**TASK GOAL**
Lines to restate from the data below: from the one containing "TARGET = woman's hand" to the one containing "TARGET = tree painting branch", both included. Give them again exactly, and only them.

[[ DATA RECORDS open ]]

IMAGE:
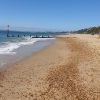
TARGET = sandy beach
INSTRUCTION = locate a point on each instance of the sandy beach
(68, 69)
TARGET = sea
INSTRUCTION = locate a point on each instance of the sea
(17, 45)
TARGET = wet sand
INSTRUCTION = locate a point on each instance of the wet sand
(69, 69)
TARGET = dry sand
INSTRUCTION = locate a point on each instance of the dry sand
(69, 69)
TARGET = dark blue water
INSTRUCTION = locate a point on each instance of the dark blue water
(13, 48)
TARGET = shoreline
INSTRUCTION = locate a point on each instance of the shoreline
(24, 52)
(67, 69)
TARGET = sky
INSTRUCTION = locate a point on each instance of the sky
(58, 15)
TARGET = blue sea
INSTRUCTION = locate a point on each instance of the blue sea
(21, 44)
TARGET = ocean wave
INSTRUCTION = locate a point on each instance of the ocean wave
(8, 48)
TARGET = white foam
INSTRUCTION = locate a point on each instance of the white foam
(10, 47)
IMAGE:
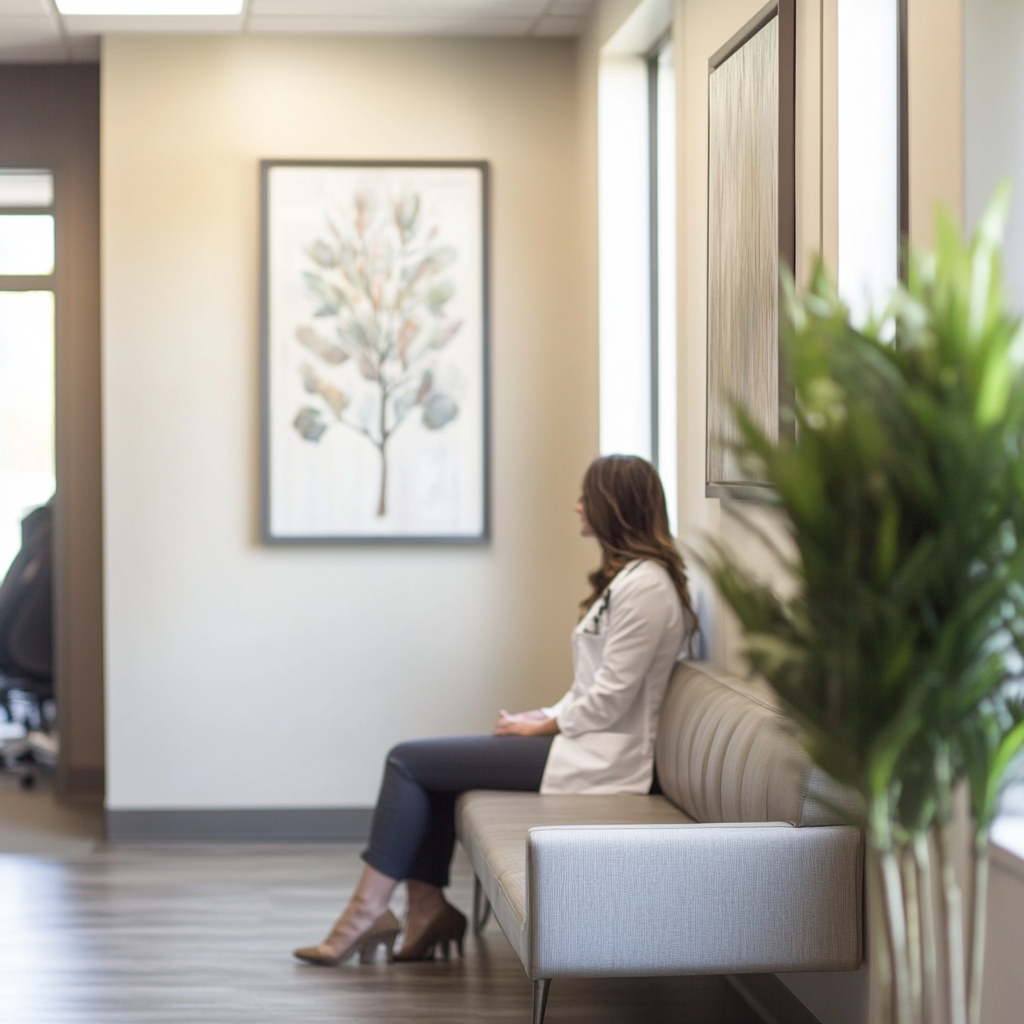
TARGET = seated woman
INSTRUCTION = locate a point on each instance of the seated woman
(598, 738)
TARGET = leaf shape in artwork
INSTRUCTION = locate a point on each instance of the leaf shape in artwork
(332, 296)
(323, 255)
(335, 397)
(404, 402)
(407, 211)
(409, 330)
(426, 385)
(308, 424)
(327, 350)
(367, 368)
(439, 410)
(444, 333)
(438, 295)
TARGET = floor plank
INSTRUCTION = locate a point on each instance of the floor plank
(180, 934)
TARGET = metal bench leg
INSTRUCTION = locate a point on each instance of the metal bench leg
(541, 998)
(481, 907)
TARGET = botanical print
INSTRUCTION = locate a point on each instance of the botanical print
(379, 281)
(375, 352)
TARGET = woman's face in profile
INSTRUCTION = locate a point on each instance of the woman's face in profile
(585, 527)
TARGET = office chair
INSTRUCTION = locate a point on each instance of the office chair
(27, 652)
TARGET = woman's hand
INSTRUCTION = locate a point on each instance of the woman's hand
(526, 723)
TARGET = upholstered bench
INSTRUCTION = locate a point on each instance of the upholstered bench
(743, 865)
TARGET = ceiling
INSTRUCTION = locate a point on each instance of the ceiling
(34, 31)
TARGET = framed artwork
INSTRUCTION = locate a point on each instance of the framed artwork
(751, 225)
(375, 351)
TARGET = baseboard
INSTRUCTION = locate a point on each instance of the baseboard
(770, 999)
(241, 824)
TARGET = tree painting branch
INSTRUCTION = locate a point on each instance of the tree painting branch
(378, 284)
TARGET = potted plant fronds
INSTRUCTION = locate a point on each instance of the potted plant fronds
(902, 489)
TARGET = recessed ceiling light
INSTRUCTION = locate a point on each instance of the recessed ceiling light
(143, 8)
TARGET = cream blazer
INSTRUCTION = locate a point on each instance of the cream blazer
(624, 650)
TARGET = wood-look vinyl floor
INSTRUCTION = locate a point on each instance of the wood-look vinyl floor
(178, 934)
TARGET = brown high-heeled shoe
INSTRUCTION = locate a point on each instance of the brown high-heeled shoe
(382, 932)
(448, 927)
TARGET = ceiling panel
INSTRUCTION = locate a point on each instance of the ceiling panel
(87, 25)
(33, 39)
(30, 29)
(558, 26)
(393, 26)
(420, 10)
(570, 7)
(39, 8)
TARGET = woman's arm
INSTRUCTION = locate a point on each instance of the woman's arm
(527, 723)
(640, 614)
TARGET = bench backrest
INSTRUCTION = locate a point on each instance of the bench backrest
(725, 754)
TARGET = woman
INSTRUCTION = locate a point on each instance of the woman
(599, 738)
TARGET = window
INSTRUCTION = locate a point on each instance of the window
(868, 154)
(637, 252)
(28, 310)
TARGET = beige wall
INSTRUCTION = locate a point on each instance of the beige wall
(935, 66)
(242, 676)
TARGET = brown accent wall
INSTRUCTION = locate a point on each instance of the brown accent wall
(49, 117)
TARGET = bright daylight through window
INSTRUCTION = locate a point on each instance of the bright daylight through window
(637, 252)
(27, 351)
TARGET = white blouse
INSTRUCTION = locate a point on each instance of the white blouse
(624, 650)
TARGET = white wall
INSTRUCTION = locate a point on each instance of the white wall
(242, 676)
(993, 119)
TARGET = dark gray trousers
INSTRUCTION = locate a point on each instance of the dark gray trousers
(413, 832)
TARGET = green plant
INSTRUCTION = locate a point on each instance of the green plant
(903, 495)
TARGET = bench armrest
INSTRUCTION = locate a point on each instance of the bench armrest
(692, 899)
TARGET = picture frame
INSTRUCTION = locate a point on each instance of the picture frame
(752, 202)
(375, 351)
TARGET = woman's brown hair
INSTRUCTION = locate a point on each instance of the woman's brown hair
(624, 502)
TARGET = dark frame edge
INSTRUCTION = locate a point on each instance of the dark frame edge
(751, 29)
(785, 10)
(786, 187)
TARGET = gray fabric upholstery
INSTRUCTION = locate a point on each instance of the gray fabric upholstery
(717, 877)
(693, 899)
(493, 827)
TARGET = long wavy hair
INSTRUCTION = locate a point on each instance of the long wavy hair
(624, 502)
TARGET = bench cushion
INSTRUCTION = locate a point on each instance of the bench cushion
(724, 754)
(493, 827)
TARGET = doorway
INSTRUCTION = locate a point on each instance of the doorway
(49, 383)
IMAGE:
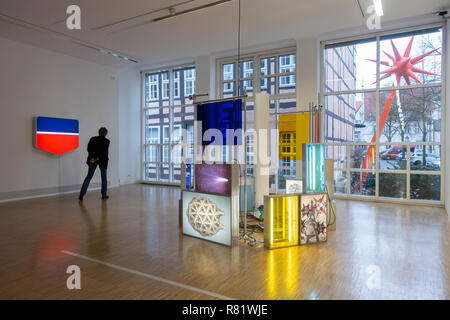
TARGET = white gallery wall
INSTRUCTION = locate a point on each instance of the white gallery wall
(129, 125)
(36, 82)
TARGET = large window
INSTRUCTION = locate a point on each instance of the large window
(383, 111)
(168, 123)
(273, 73)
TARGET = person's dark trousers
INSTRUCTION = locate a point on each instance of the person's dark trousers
(87, 180)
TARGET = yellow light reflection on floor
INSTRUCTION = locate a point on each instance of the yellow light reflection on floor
(283, 222)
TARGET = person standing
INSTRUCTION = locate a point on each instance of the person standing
(98, 156)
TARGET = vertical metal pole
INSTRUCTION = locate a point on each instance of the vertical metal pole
(245, 167)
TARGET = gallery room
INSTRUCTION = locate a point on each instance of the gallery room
(234, 149)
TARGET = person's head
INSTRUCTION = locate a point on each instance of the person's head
(102, 132)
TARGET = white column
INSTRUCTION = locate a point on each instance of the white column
(308, 78)
(447, 123)
(204, 82)
(262, 166)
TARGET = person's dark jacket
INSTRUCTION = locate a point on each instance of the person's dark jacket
(98, 148)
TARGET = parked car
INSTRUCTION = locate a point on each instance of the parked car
(431, 159)
(395, 152)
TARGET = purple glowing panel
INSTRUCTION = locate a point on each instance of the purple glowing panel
(213, 178)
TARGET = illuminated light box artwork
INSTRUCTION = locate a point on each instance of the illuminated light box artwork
(56, 135)
(281, 223)
(207, 217)
(293, 133)
(294, 186)
(250, 200)
(188, 176)
(213, 178)
(313, 166)
(225, 117)
(313, 218)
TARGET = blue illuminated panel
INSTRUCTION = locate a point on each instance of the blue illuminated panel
(224, 116)
(314, 168)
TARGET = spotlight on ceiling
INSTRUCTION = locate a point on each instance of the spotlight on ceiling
(378, 7)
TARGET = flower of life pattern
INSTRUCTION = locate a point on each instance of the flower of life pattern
(295, 188)
(204, 216)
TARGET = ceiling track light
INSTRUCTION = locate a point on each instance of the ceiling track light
(174, 14)
(55, 34)
(378, 7)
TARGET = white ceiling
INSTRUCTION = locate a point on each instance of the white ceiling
(186, 36)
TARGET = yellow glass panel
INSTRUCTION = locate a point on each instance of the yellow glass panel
(283, 221)
(294, 131)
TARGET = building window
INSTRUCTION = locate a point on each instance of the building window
(154, 86)
(189, 82)
(169, 122)
(402, 161)
(269, 72)
(165, 85)
(176, 85)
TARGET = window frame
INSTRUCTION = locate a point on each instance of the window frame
(377, 90)
(164, 103)
(256, 78)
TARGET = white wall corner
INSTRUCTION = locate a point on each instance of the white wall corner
(308, 71)
(447, 124)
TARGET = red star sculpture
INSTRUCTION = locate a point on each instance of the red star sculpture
(402, 66)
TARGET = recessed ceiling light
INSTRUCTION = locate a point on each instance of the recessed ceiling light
(378, 7)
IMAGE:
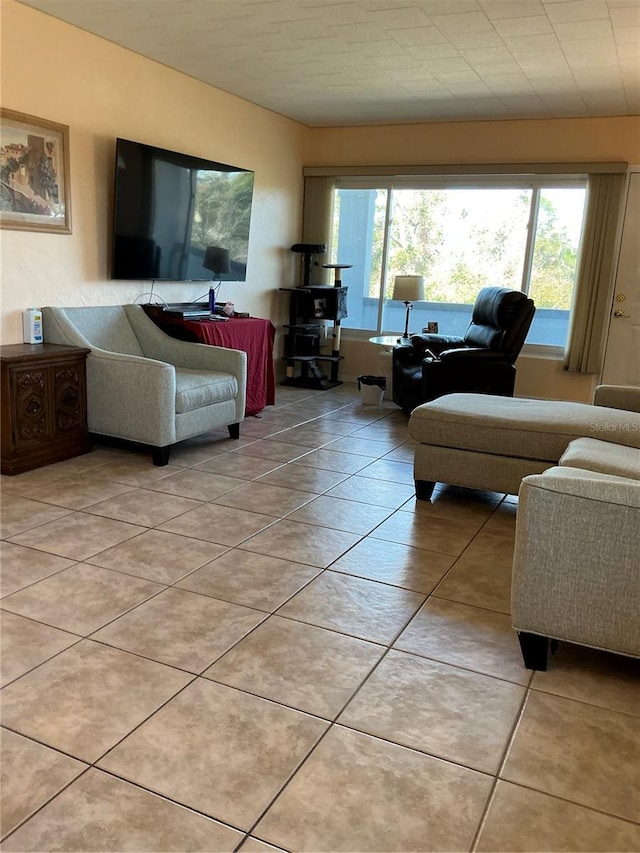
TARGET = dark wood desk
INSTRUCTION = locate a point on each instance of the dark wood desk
(253, 335)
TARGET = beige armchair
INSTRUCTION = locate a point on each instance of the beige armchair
(145, 386)
(576, 566)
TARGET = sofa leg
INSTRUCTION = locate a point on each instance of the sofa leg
(534, 650)
(424, 489)
(160, 455)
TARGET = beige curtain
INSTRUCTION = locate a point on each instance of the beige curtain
(317, 219)
(594, 279)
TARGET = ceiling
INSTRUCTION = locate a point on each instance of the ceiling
(360, 62)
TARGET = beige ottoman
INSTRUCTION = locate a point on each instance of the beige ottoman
(483, 441)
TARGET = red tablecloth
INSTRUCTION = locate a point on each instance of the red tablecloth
(253, 335)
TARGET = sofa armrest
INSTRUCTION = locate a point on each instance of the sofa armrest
(578, 582)
(624, 397)
(131, 397)
(156, 344)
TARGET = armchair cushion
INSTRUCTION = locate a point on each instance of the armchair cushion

[[ DATA RECORDS closed ]]

**RESULT**
TARGET = woman's hand
INSTRUCTION = locate a point on each instance of the woman's hand
(526, 723)
TARGET = upholstered bench
INSTRUCTION = locate a point on each instance of the upholstered bench
(743, 865)
TARGET = ceiling
INSTRUCTION = locate a point on each instance of the ceiling
(34, 31)
TARGET = framed artwork
INSTRUCTION = locate a point on each instance of the framed artwork
(751, 225)
(375, 351)
TARGET = baseboard
INSTRUCTION = locate a point on each instance of the baseboard
(770, 999)
(241, 824)
TARGET = tree painting branch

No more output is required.